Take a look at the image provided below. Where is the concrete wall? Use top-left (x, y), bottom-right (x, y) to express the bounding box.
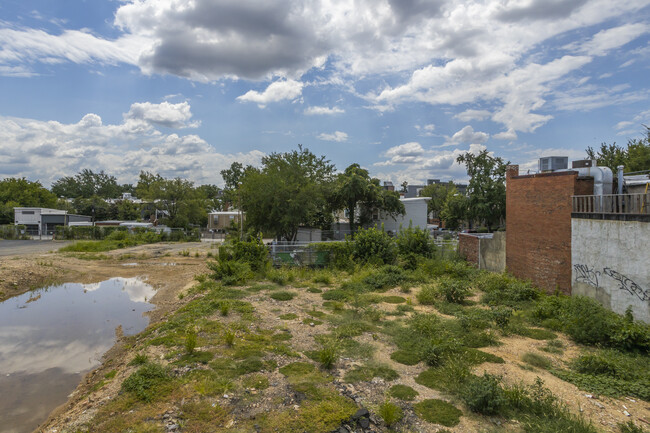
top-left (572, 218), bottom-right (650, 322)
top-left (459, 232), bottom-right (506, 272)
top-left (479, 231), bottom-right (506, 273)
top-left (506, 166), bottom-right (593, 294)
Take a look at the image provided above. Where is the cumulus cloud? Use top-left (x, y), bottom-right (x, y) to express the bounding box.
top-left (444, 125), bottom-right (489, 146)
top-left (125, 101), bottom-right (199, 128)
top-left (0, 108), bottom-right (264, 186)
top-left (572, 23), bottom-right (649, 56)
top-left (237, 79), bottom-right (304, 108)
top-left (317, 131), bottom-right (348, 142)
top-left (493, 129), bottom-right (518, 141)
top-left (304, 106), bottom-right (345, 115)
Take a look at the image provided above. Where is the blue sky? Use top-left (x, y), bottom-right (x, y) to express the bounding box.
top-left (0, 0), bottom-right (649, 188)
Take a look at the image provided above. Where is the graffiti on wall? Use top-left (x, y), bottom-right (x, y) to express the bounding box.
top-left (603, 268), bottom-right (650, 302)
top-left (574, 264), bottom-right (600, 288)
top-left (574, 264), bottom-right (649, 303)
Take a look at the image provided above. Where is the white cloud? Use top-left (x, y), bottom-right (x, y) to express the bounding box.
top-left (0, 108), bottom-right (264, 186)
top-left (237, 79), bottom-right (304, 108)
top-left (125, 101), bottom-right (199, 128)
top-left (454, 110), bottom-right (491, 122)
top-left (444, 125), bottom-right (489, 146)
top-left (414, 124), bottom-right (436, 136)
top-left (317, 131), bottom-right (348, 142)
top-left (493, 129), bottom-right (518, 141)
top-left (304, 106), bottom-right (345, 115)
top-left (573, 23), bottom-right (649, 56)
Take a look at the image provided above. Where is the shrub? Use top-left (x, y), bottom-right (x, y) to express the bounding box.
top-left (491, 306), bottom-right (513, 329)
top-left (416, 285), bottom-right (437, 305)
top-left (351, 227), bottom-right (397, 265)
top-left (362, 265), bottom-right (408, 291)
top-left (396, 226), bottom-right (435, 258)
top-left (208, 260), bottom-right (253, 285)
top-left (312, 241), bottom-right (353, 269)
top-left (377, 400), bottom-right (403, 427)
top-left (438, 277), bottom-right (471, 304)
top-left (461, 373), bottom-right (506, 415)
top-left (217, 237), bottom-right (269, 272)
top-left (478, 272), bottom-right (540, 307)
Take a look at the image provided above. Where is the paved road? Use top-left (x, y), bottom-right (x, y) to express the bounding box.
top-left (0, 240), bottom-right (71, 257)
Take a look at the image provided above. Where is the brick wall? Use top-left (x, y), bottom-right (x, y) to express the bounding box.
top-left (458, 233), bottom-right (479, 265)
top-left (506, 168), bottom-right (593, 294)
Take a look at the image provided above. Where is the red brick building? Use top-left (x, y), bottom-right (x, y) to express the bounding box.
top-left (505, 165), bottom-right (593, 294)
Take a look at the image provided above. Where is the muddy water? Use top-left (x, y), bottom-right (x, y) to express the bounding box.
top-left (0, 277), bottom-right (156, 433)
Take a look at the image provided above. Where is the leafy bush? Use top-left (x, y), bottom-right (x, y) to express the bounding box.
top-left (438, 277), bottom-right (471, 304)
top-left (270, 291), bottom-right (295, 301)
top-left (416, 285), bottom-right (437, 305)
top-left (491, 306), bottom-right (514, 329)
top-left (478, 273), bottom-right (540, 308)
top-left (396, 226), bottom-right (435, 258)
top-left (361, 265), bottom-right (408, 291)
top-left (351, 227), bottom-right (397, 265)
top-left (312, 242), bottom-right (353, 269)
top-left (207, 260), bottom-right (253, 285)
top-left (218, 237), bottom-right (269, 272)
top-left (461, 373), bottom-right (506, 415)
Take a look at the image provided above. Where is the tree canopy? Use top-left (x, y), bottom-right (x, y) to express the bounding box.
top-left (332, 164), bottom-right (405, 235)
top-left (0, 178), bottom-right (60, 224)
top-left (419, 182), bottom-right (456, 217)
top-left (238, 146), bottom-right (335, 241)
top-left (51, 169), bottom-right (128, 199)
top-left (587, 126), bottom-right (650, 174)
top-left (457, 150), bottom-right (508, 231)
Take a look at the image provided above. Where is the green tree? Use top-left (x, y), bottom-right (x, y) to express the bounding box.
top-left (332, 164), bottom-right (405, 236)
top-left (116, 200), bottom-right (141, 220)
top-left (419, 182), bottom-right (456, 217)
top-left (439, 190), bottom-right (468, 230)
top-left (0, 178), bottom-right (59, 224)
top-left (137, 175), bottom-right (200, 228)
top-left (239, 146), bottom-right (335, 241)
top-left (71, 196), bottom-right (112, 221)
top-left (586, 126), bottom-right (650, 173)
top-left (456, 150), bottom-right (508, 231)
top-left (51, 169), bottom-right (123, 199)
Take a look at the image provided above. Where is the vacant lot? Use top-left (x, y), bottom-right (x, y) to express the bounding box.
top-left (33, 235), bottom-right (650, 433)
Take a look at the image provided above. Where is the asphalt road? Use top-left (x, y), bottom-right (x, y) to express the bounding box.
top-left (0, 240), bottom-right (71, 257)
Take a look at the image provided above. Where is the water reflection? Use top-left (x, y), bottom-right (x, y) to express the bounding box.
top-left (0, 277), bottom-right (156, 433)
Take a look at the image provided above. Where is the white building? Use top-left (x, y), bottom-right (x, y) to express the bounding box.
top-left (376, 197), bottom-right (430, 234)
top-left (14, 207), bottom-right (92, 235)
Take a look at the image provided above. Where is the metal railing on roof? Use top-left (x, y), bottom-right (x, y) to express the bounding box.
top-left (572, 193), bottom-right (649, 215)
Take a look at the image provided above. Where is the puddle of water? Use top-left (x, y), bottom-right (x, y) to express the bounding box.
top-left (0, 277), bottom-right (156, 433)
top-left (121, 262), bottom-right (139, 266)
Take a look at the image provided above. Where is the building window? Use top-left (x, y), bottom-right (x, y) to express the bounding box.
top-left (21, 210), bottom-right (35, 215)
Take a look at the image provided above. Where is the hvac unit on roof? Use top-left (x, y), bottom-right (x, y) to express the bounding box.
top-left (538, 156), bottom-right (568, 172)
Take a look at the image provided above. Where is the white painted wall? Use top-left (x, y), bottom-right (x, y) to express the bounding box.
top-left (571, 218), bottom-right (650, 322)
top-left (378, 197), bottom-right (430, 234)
━━━━━━━━━━
What is expected
Every line of the material is to be quoted exactly, with no pictures carried over.

Answer box
Take a look at the image provided below. Where is the concrete wall? Use top-left (x, y), bottom-right (x, y) to express the bounding box.
top-left (572, 218), bottom-right (650, 322)
top-left (459, 232), bottom-right (506, 272)
top-left (479, 231), bottom-right (506, 273)
top-left (506, 166), bottom-right (593, 294)
Take a look at the image provided above. Where is the cumulus cloud? Use top-left (x, y), bottom-right (x, y) to express the bounding box.
top-left (444, 125), bottom-right (489, 146)
top-left (125, 101), bottom-right (199, 128)
top-left (0, 108), bottom-right (264, 186)
top-left (572, 23), bottom-right (649, 56)
top-left (237, 79), bottom-right (304, 108)
top-left (317, 131), bottom-right (348, 142)
top-left (493, 129), bottom-right (518, 141)
top-left (304, 106), bottom-right (345, 115)
Take a look at the image provided above. Where is the blue sky? Use top-left (x, y), bottom-right (x, y) to express the bounding box.
top-left (0, 0), bottom-right (649, 188)
Take a look at the image provided above. Where is the graffiti on wall? Use top-left (x, y), bottom-right (x, y) to express the bounding box.
top-left (603, 268), bottom-right (650, 302)
top-left (574, 264), bottom-right (600, 288)
top-left (574, 264), bottom-right (649, 303)
Take a look at the image provided above. Where is the white cloud? Use top-left (x, y), bottom-right (x, y) to express the bounding box.
top-left (0, 108), bottom-right (264, 186)
top-left (237, 79), bottom-right (304, 108)
top-left (125, 101), bottom-right (199, 128)
top-left (454, 110), bottom-right (491, 122)
top-left (444, 125), bottom-right (489, 146)
top-left (414, 124), bottom-right (436, 136)
top-left (317, 131), bottom-right (348, 142)
top-left (493, 129), bottom-right (518, 141)
top-left (304, 106), bottom-right (345, 115)
top-left (573, 23), bottom-right (649, 56)
Take a look at the image provided above. Where is the shrub? Use top-left (x, y), bottom-right (x, y) to express the bounding box.
top-left (491, 306), bottom-right (513, 329)
top-left (416, 285), bottom-right (437, 305)
top-left (351, 227), bottom-right (397, 265)
top-left (362, 265), bottom-right (408, 291)
top-left (396, 226), bottom-right (435, 258)
top-left (208, 260), bottom-right (253, 285)
top-left (312, 241), bottom-right (353, 269)
top-left (377, 400), bottom-right (403, 427)
top-left (438, 277), bottom-right (471, 304)
top-left (461, 373), bottom-right (506, 415)
top-left (217, 237), bottom-right (269, 272)
top-left (478, 272), bottom-right (540, 307)
Take a look at the image provided above. Where is the paved road? Use top-left (x, y), bottom-right (x, y) to express the bounding box.
top-left (0, 240), bottom-right (71, 257)
Take a look at the image provided above. Where is the brick wall? Use top-left (x, y), bottom-right (x, y) to express the bounding box.
top-left (458, 233), bottom-right (479, 265)
top-left (506, 168), bottom-right (593, 294)
Take a look at the image provided above. Where is the red brick building? Use top-left (x, y), bottom-right (x, y) to express the bounding box.
top-left (505, 165), bottom-right (593, 294)
Take a look at the image provided above. Where is the muddy water? Use top-left (x, y), bottom-right (x, y) to express the bounding box.
top-left (0, 277), bottom-right (156, 433)
Take a look at the image provided above. Where is the leafy bush? Use top-left (x, y), bottom-right (x, y) to express the bounding box.
top-left (438, 277), bottom-right (471, 304)
top-left (270, 291), bottom-right (295, 301)
top-left (416, 285), bottom-right (437, 305)
top-left (491, 306), bottom-right (514, 329)
top-left (478, 273), bottom-right (540, 308)
top-left (396, 226), bottom-right (435, 258)
top-left (361, 265), bottom-right (408, 291)
top-left (351, 227), bottom-right (397, 265)
top-left (312, 242), bottom-right (353, 269)
top-left (207, 260), bottom-right (253, 285)
top-left (218, 237), bottom-right (269, 272)
top-left (461, 373), bottom-right (506, 415)
Take a look at the image provided above. Where is the tree canopy? Use top-left (x, y), bottom-right (x, y) to express the bounding box.
top-left (332, 164), bottom-right (405, 235)
top-left (0, 178), bottom-right (60, 224)
top-left (419, 182), bottom-right (456, 217)
top-left (238, 146), bottom-right (335, 241)
top-left (51, 169), bottom-right (128, 199)
top-left (587, 126), bottom-right (650, 174)
top-left (457, 150), bottom-right (508, 231)
Take a look at the image provided above. Where is the green tree? Use top-left (x, y), bottom-right (x, y) to express the bounding box.
top-left (332, 164), bottom-right (405, 236)
top-left (116, 200), bottom-right (141, 220)
top-left (419, 182), bottom-right (456, 217)
top-left (439, 190), bottom-right (468, 230)
top-left (0, 178), bottom-right (59, 224)
top-left (137, 175), bottom-right (200, 228)
top-left (239, 146), bottom-right (335, 241)
top-left (71, 196), bottom-right (112, 221)
top-left (586, 126), bottom-right (650, 173)
top-left (456, 150), bottom-right (508, 231)
top-left (51, 169), bottom-right (123, 199)
Take a look at the image provided above. Where is the vacant lot? Use top-left (x, y), bottom-right (x, y) to express the bounding box.
top-left (33, 235), bottom-right (650, 433)
Take a look at the image provided above. Where is the asphalt road? Use top-left (x, y), bottom-right (x, y) to express the bounding box.
top-left (0, 240), bottom-right (71, 257)
Take a look at the image provided above. Where is the water reflection? Use top-left (x, y), bottom-right (x, y) to express the bounding box.
top-left (0, 277), bottom-right (156, 433)
Take a look at the image provided above. Where is the white building? Use top-left (x, y), bottom-right (x, y) to express the bounding box.
top-left (376, 197), bottom-right (430, 234)
top-left (14, 207), bottom-right (92, 235)
Take a look at the image provided above. Where is the metal railing on roof? Use top-left (x, y), bottom-right (x, y) to express the bounding box.
top-left (572, 193), bottom-right (649, 215)
Take a look at the image provided above. Where is the puddle of water? Use top-left (x, y), bottom-right (x, y) to express the bounding box.
top-left (0, 277), bottom-right (156, 433)
top-left (121, 262), bottom-right (139, 266)
Take a look at the image provided above. Where is the building window? Use top-left (x, y), bottom-right (x, y) to express the bounding box.
top-left (21, 210), bottom-right (35, 215)
Take a look at the image provided above. Where is the hvac unit on roof? Use top-left (x, y), bottom-right (x, y) to express the bounding box.
top-left (538, 156), bottom-right (568, 172)
Take a look at the image provided above. Where is the white painted wall? Use top-left (x, y), bottom-right (x, y) to express the bounding box.
top-left (571, 218), bottom-right (650, 322)
top-left (378, 197), bottom-right (430, 234)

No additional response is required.